Scientific: Morus alba (synonym Morus bombycis)
Common: white mulberry, silkworm mulberry
Family: Moraceae (a predominantly tropical family of latex-producing trees, shrubs, climbers, a few
herbs)
Origin: China
Pronounciation: MORE-us AL-ba
Hardiness zones
Sunset All
USDA All
Landscape Use: Mostly a shade tree, often winter pollarded. Great tree for dense summer shade in turf covered parks. Pendulous cultivars used as accent of focal points most effectively around water.
Form & Character: Upright, rounded to spreading, some cultivars have a weeping form. Mulberry is usually fast growing with a rugged, ragged, and irregular branching habit. Thought of today as an old fashioned shade tree with limited value.
Growth Habit: Deciduous, woody, perennial broadleaf tree, vigorous and upright to 20 to 60 feet in height with equal to greater spread. A chaotic architecture defines its branching habit.
Foliage/Texture: Leaves alternate, medium green, serrate margins, glaborus to scabrous adaxial surface with pronounced patterns of veination on the abaxial surface, 3- to 6-inches long, turning yellow in late fall. Leaf shape can be highly variable ranging from entire and ovate with serrate margins to clefted with lobed margins; medium coarse texture.
Flowers & Fruits: Some texts report this tree to be monoecious with a unisexual flowering habit, however it is really polygamo-dioecious, and bee pollinated. Male flowers are catkins; female flowers produce a multicarpulate blackberry like (and tasting) fruit. Very sweet, but man it stains everything it contacts.
Seasonal Color: Inconsistent yellow fall color in Phoenix (this image is from December 2010). Fall color is more consistently golden yellow in seasonal climates.
Temperature: Tolerant
Light: Full sun
Soil: Tolerant
Watering: Apply infrequent to regular water, especially during summer. Can endure drought.
Pruning: Depends on use, mulberry trees need intense structural pruning due to their undisciplined branch topology. This tree is often pollarded on a yearly basis.
Propagation: Cutting
Disease and Pests: Trunk heart root and bacterial canker.
Additional comments: An oft misunderstood tree, mulberry is an incredibly
adaptable tree to a diverse range of conditions including drought. It has an
aggressive and invasive root system. Mulberry trees were once frequently planted in the Phoenix area before
the days of air conditioning when people actually valued trees for their cooling effect
in the landscape (not the phony "climate change", "tree planting", "sustainability" public virtual signaling that is practiced today).

» **DATA FOR REVIEW**:
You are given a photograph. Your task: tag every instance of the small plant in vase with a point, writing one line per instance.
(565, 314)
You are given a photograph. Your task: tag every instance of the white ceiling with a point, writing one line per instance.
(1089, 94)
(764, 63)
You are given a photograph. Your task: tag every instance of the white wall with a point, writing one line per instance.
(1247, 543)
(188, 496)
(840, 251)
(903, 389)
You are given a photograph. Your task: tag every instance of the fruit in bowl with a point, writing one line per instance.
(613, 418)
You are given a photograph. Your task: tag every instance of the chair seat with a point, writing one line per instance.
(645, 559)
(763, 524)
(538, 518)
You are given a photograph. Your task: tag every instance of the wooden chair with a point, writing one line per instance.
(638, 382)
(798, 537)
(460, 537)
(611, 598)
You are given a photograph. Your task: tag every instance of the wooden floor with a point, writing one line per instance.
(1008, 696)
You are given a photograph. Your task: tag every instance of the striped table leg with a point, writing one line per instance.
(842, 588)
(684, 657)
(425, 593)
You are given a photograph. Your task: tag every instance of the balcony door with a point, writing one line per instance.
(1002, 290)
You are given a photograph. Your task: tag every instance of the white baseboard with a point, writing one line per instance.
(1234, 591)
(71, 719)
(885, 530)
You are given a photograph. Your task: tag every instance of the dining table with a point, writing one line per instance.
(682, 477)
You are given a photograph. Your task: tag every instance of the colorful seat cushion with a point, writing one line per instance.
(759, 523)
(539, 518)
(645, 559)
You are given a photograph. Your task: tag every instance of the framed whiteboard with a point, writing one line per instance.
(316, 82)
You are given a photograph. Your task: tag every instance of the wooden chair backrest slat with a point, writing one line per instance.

==

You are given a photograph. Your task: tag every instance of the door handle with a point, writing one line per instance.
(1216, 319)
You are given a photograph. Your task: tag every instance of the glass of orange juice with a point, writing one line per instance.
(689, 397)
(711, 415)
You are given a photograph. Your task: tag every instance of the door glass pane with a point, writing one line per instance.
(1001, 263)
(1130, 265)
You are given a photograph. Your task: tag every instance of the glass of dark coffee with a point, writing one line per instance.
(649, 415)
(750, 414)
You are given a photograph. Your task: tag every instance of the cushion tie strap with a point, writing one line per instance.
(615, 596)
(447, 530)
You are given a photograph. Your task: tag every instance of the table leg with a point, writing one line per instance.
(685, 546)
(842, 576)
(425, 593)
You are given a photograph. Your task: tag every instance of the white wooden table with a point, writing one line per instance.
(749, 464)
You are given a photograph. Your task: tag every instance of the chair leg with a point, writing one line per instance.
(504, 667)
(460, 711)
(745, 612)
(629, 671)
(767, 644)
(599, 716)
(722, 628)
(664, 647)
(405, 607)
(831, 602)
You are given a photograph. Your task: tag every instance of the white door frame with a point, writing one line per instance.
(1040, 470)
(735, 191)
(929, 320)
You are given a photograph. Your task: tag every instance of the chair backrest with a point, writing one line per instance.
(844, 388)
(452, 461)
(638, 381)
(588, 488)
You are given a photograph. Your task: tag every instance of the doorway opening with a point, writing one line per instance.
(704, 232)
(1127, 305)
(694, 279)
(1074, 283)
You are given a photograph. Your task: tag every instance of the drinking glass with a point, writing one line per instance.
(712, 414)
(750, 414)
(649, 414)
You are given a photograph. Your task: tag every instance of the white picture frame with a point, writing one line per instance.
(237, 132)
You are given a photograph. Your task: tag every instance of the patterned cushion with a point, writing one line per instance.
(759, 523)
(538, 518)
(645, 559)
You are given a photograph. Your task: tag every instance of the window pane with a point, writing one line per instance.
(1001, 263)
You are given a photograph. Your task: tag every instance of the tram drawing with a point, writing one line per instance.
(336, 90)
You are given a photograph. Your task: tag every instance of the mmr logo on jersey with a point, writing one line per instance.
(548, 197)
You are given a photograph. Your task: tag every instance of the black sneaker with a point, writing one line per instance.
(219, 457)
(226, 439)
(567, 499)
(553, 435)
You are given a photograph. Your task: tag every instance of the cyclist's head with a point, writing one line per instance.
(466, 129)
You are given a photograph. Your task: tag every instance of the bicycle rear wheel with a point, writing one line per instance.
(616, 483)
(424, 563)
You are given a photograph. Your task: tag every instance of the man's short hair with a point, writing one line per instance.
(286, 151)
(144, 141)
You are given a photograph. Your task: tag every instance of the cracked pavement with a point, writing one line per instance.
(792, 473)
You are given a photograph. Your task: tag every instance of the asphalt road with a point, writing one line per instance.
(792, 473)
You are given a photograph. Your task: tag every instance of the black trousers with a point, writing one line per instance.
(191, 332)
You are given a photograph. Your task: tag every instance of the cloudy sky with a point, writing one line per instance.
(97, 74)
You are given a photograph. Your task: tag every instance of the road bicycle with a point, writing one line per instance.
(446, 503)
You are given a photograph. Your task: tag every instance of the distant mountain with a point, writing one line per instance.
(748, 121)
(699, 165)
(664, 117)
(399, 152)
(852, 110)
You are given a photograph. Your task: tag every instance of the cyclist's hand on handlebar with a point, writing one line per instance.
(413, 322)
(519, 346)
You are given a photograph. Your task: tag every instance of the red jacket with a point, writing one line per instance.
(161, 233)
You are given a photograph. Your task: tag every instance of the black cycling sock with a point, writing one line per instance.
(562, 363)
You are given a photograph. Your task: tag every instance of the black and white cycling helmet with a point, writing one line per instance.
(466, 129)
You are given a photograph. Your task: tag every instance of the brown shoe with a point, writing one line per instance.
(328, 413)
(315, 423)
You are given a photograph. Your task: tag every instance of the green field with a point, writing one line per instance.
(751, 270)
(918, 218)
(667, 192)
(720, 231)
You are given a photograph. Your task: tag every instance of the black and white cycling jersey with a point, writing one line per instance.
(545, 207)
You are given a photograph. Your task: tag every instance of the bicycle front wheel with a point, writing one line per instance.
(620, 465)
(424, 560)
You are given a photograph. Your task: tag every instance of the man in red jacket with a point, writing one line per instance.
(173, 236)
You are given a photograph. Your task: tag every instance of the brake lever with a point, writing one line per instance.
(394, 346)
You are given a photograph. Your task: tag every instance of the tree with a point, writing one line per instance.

==

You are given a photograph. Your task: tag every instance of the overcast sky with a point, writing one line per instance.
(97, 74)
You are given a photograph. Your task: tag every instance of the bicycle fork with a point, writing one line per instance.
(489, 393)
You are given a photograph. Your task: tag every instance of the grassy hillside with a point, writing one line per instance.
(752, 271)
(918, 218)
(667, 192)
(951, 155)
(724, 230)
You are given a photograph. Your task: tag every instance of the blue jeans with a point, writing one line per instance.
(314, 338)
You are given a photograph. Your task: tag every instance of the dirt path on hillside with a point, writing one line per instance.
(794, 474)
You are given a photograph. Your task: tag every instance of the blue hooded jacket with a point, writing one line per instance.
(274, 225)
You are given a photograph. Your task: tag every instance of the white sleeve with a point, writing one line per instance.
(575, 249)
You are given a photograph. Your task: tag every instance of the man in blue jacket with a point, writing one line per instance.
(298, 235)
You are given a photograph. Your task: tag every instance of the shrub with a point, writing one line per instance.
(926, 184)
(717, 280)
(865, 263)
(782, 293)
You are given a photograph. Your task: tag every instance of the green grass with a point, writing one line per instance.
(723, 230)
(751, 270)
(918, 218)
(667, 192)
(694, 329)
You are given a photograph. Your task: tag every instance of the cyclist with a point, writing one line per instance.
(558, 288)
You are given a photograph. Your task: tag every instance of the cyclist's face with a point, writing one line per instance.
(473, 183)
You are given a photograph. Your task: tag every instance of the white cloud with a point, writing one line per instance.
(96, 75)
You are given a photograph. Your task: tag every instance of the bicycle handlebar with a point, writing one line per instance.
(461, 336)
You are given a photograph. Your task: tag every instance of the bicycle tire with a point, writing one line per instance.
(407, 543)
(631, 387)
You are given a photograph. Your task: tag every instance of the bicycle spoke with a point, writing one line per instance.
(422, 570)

» **ACTIVITY LIST**:
(1) Reproduce the stretch of the white mulberry profile from "Temperature: Tolerant" through "is practiced today).", changing "pollarded" to "cut back hard".
(2) Write what comes next in the white mulberry profile, picking up after its final sentence.

» **RESPONSES PER TASK**:
(1)
Temperature: Tolerant
Light: Full sun
Soil: Tolerant
Watering: Apply infrequent to regular water, especially during summer. Can endure drought.
Pruning: Depends on use, mulberry trees need intense structural pruning due to their undisciplined branch topology. This tree is often cut back hard on a yearly basis.
Propagation: Cutting
Disease and Pests: Trunk heart root and bacterial canker.
Additional comments: An oft misunderstood tree, mulberry is an incredibly
adaptable tree to a diverse range of conditions including drought. It has an
aggressive and invasive root system. Mulberry trees were once frequently planted in the Phoenix area before
the days of air conditioning when people actually valued trees for their cooling effect
in the landscape (not the phony "climate change", "tree planting", "sustainability" public virtual signaling that is practiced today).

(2)
Mulberry pollen is highly allergenic to some people. Some regional municipalities restrict (or have outright banned) the planting of mulberry in public landscapes, except for the planting of non-flowering forms. There
are many named cultivars of various shapes and forms ranging from spreading to upright to small and pendulous like 'Chaparral'. For use as an ornamental tree, plant fruitless clones. Use fruiting forms as backyard fruit trees. Great JAM! Note though that unripe fruit and milky sap from all parts have been reported to cause hallucinations and stomach upset.
Horticultural note: Persian or black mulberry (Morus nigra) also grows well in Phoenix.
Bio-industrial uses: In southern and central sections of (India) and southeast Asia, silkworms are reared for silk production with mulberry leaves as a food source. Thai silk is especially famous for it's exotic luster, clothes made from it can last for centuries. In the U.S., the Shakers, a religious sect, once attempted several times to establish silk production at their colonies in Kentucky and other states. After failing several times with native tree species, the Shakers imported white mulberry trees, planting around the village and harvesting the leaves to feed the worms. The silk industry again failed, but the white mulberries became naturalized throughout the eastern United States and will naturalize in Phoenix only in mesic, flood irrigated portions of the city.